• **Directions**: Shift the bounding-box coordinates in the stretch of the listing from its start through the line containing "[484,346,601,475]" by adding 115 to each one. Rewrite every line in that stretch, keeping all non-coordinate text unchanged.

-- start Records supplied --

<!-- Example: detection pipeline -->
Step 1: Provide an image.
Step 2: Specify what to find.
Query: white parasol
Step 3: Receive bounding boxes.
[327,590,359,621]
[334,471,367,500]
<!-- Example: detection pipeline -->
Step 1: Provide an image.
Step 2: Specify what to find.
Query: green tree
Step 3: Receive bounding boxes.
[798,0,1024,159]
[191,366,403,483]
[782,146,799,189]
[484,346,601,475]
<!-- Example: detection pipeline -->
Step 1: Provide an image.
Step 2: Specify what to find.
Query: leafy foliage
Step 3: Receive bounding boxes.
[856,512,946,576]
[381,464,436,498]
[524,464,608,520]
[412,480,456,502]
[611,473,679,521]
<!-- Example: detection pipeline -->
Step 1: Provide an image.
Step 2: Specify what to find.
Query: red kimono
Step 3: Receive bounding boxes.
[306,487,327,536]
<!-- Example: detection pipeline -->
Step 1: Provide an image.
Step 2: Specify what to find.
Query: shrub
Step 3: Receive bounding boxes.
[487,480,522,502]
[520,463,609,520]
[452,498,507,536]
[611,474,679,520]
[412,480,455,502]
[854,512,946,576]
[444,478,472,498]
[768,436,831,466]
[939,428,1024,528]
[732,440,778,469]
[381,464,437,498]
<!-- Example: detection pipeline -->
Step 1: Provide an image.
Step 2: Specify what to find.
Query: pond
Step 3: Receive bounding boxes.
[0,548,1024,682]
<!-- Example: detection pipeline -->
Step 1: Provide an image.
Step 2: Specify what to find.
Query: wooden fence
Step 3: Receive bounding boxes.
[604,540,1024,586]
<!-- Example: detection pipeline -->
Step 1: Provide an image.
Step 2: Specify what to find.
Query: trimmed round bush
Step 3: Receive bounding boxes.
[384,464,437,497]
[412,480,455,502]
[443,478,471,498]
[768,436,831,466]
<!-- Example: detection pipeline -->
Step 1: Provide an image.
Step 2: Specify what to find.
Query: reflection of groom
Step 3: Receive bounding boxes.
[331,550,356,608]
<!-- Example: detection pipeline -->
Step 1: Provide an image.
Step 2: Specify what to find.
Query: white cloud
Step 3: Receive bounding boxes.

-- end Records supplied --

• **Complete response**:
<!-- Example: detection pipeline -->
Step 1: Provide an image.
Step 2: Specify what to find.
Query: white parasol
Step 3: Receive bounding boxes.
[442,705,474,736]
[449,586,482,615]
<!-- Example: detection pipeline -->
Step 1: Provide an image.
Step 2: Specify what to find.
Query: green tree
Step 3: Receive bounding boxes.
[913,115,1139,274]
[306,481,518,598]
[897,261,914,304]
[599,461,716,590]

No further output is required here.